» **TEXT EXCERPT**

What do past and present NHLers Steve Rucchin, Cory Cross and Mike Ridley have in common?
They’ve all had NHL careers spanning more than 600 games, and their careers all started at Canadian universities.
Rucchin played a year at the University of Western Ontario and Cross played for the University of Alberta for three years. Both players played in the International Hockey League the year after university before making the NHL.
Ridley played two years at the University of Manitoba before making the jump directly to the New York Rangers in 1984-85.
Randy Gregg, a former University of Alberta player, went on to win five Stanley Cups with the hometown Edmonton Oilers in the 1980s and current NHLer Mathieu Darche of the Tampa Bay Lightning played for the McGill Redmen for four years.
Queen’s men’s hockey head coach Brett Gibson said CIS hockey is improving, and this may become a more common trend.
“The CIS is becoming almost equivalent to pro hockey now,” he said. “We’re getting the top players in their overage year. Instead of going pro they’re going to the CIS to get their degree.
“A few years ago every kid that tried out made it, and now we’re turning away recruits.”
For many years, major junior hockey in Canada has been regarded as the best place for future NHLers to hone their skills. Top players such as Sidney Crosby, Joe Thornton and Jason Spezza rose through the ranks of major junior hockey. NHL teams used to own their own junior teams and develop their own talent but, since that practice ended, junior hockey has been the most direct route to the big league for young Canadian hockey players.
But aside from the top-end talent, most junior players aren’t destined for NHL careers. They fill the many minor-league and European professional teams in the hopes of one day making the big show.
Gibson’s a five-year veteran of OHL hockey and a four-year veteran of CIS hockey. He spent 2003-04 in the East Coast Hockey League with the Pensacola Ice Pilots. He became an associate coach for the OHL’s Kingston Frontenacs before coming to Queen’s.
For some junior players, he said, it may be best to get an education instead of taking a chance on a professional career in the minor leagues.
“Instead of going down and riding buses they can come here for three years, live the university life, … leave with a degree and go play pro hockey at 23 years old.
“You practice every day and you get a degree. … You’re definitely not making a mistake playing CIS hockey.”
Gibson said major junior players generally view the CIS as a step down from junior hockey.

» **DATA SECTION**
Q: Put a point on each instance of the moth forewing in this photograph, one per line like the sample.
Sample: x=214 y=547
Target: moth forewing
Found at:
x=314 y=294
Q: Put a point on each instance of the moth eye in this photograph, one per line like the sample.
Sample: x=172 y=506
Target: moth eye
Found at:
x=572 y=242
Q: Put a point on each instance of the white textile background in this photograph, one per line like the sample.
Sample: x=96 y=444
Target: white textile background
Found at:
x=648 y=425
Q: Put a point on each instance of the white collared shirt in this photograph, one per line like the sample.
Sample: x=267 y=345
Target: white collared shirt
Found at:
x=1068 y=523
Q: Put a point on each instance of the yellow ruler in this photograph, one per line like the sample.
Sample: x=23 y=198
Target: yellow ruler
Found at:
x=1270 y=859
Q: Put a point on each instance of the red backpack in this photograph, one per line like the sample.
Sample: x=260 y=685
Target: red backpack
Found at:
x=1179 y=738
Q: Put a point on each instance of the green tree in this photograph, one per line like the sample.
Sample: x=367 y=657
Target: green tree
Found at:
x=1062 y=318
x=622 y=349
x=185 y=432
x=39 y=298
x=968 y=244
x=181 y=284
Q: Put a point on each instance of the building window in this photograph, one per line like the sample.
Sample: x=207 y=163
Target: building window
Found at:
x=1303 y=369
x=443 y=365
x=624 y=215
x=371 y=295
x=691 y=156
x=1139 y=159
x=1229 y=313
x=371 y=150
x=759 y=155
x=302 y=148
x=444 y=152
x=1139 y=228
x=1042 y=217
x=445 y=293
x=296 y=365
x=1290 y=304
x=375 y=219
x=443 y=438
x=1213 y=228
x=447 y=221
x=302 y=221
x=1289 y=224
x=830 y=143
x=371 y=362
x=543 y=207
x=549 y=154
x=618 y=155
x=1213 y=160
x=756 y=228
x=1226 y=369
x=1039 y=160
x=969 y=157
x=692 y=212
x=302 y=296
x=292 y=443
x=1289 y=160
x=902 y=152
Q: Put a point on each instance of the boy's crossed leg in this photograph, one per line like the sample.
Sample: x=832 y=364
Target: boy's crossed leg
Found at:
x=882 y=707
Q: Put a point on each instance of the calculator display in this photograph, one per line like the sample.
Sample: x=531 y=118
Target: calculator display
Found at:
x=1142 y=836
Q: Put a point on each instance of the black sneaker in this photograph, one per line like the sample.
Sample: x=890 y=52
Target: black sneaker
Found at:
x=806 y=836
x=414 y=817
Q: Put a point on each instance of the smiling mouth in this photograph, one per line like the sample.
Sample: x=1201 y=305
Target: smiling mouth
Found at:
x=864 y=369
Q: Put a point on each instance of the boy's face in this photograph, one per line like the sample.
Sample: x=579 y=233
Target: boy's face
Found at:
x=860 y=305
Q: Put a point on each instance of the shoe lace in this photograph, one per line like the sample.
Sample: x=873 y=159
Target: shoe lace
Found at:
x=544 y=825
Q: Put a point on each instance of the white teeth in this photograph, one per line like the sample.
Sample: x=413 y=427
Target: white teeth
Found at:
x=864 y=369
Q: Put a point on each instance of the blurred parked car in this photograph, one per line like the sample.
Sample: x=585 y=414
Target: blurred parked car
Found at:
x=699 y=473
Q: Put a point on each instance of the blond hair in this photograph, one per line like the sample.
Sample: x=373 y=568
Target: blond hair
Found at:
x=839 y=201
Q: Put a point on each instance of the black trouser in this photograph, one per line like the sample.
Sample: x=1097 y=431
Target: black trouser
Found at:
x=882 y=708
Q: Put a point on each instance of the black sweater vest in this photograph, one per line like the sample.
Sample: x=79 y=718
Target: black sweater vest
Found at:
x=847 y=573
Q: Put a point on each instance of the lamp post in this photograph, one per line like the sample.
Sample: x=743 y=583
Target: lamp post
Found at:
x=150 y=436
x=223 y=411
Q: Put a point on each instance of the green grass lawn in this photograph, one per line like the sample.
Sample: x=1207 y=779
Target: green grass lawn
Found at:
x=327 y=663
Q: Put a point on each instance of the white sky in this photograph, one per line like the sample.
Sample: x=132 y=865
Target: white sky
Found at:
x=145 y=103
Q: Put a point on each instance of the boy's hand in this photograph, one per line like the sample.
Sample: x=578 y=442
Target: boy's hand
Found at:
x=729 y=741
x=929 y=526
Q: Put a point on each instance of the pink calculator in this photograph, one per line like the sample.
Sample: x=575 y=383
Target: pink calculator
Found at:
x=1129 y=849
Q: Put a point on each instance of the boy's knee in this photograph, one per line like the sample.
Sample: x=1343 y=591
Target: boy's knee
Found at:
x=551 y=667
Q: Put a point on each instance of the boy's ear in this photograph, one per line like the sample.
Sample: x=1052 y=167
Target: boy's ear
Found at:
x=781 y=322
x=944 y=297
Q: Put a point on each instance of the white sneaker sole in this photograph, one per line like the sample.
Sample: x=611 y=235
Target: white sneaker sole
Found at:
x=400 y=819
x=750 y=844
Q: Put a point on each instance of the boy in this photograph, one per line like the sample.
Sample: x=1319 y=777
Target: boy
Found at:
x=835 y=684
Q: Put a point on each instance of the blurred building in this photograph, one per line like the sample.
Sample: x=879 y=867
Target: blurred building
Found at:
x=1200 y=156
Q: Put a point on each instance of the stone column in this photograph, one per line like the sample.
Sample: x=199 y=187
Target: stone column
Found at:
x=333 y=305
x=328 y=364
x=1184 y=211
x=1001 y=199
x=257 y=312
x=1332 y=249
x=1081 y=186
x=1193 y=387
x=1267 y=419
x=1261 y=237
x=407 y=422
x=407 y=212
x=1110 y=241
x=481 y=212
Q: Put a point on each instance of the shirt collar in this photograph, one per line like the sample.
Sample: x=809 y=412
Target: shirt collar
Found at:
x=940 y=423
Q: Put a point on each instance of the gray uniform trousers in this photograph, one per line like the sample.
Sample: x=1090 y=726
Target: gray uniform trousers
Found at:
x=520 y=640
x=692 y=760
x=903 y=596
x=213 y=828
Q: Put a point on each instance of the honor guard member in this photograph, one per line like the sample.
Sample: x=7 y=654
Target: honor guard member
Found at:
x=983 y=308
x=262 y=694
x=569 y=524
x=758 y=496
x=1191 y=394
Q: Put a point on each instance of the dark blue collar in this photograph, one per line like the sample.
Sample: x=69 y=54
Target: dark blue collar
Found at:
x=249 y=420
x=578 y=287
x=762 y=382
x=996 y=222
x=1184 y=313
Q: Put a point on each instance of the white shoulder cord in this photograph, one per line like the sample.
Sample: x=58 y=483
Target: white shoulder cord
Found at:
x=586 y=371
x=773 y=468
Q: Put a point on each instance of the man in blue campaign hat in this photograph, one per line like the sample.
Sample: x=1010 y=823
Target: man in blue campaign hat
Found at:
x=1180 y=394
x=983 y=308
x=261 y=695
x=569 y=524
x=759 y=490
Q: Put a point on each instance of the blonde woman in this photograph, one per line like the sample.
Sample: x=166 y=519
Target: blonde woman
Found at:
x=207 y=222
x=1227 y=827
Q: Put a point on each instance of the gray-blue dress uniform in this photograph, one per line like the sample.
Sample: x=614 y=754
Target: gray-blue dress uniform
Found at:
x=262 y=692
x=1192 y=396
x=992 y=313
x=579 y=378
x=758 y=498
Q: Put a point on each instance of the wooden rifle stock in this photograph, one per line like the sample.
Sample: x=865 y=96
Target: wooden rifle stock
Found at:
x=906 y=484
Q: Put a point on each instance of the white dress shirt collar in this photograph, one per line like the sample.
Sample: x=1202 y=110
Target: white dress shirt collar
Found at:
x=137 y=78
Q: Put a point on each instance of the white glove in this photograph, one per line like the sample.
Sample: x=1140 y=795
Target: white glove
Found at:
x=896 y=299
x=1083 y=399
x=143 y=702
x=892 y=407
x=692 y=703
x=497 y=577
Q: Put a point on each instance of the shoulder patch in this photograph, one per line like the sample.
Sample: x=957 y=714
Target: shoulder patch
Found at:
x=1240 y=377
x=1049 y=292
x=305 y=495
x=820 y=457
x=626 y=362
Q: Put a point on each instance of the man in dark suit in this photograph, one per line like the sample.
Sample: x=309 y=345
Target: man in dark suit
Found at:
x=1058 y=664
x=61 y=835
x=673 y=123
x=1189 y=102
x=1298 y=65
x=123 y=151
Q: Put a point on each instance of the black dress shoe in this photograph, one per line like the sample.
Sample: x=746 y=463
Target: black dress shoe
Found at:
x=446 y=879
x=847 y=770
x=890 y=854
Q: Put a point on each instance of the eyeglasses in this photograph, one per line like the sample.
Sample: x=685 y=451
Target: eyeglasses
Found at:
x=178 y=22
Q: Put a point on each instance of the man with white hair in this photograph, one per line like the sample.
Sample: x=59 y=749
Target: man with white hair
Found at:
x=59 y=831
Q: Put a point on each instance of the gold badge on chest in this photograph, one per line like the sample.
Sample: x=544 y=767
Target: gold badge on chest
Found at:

» **DIRECTION 1**
How would you render this sentence from the university hockey article in Spanish: "Gibson said major junior players generally view the CIS as a step down from junior hockey."
» **DIRECTION 2**
Could you pick up the university hockey article after its final sentence and carry it on?
The rows have nothing to do with the university hockey article.

» **REPLY 1**
Gibson dijo que los jugadores del hockey juvenil mayor generalmente consideran la CIS como un paso atrás con respecto al hockey juvenil.

» **REPLY 2**
“The OHL kids don’t realize how good the CIS is,” he said. “They come in with a bit of a swagger and get knocked down right away, and then adjust and become better players.
“Meanwhile, guys from elsewhere come in with a chip on their shoulder because they never got to play major junior.”
Gibson said when he’s recruiting junior players a large part of his job is convincing them that turning pro right away may not be the best option.
“I think every guy still wants to play pro hockey,” he said. “It’s hard to tell the blue-chip prospects that they can come to the CIS.”
Gibson said the leagues aren’t as comparable as they may seem due to the age difference.
Major junior features players aged 16 to 20; most university players are 19 to 25 years old.
“The top team in the CIS would beat the top team in the CHL just based on age and maturity. … It’s a difference in skill and the strength of the guys.”
Queen’s goaltender Ryan Gibb, this year’s OUA East MVP, played two years for the OHL’s Oshawa Generals before coming to Queen’s.
He said although the OHL’s more crisp and precise, major junior players view the CIS as a step sideways, not backwards.
“The exposure [in the CIS] is not as great as the OHL, but it’s not much worse,” he said. “There are still a lot of leagues that look at CIS for players and a lot of guys go on to bigger and better things from this league fairly consistently.”
Gibb added he came to Queen’s not knowing what level of play to expect.
“I was actually surprised at how good of a league it was,” he said.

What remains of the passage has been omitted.